Location identification items:

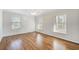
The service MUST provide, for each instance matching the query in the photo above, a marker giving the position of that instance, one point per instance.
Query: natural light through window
(60, 24)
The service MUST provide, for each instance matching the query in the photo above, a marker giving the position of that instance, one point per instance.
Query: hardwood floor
(36, 41)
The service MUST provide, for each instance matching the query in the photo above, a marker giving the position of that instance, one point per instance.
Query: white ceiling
(31, 11)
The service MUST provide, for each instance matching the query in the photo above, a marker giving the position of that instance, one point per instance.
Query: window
(16, 22)
(60, 24)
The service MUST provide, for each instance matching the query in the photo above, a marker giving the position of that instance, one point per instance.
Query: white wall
(28, 24)
(1, 24)
(72, 24)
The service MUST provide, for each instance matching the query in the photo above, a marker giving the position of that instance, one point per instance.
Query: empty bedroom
(39, 29)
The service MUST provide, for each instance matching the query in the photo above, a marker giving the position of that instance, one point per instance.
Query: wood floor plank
(37, 41)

PROBLEM STATEMENT:
Write out again every line above exactly as given; the pictures do not belong in the copy.

THE SOLUTION:
The service MUST provide, for each instance matching the query in the photo above, a marker giving the position of that instance, one point per instance.
Query: natural light through window
(60, 24)
The service MUST provide, for each instance matching the query in the photo above, a marker giving the position of that instance, one point per instance.
Query: hardwood floor
(36, 41)
The service MUST provide, for each instance matching the query in the photo above, a marker giving the position of that instance, one point per instance.
Query: white ceiling
(31, 11)
The service MUST provide, for each instance matching the query in the photo above, a marker giving the position of that instance, one point per instance.
Query: window
(16, 22)
(60, 24)
The service MUST provide, for each instance matching the query in the photo above, a marker giving the position of that instance, one point per instance.
Query: white wall
(28, 24)
(1, 24)
(72, 24)
The service MUST provide, for each instance matching the query in the photo above, a marker giving the position of that instance, one point per instance.
Query: empty bedroom
(39, 29)
The service MUST provide, for each instance matching the query in the photo above, a marker giving the position of that instance, one point per instance.
Query: wood floor plank
(37, 41)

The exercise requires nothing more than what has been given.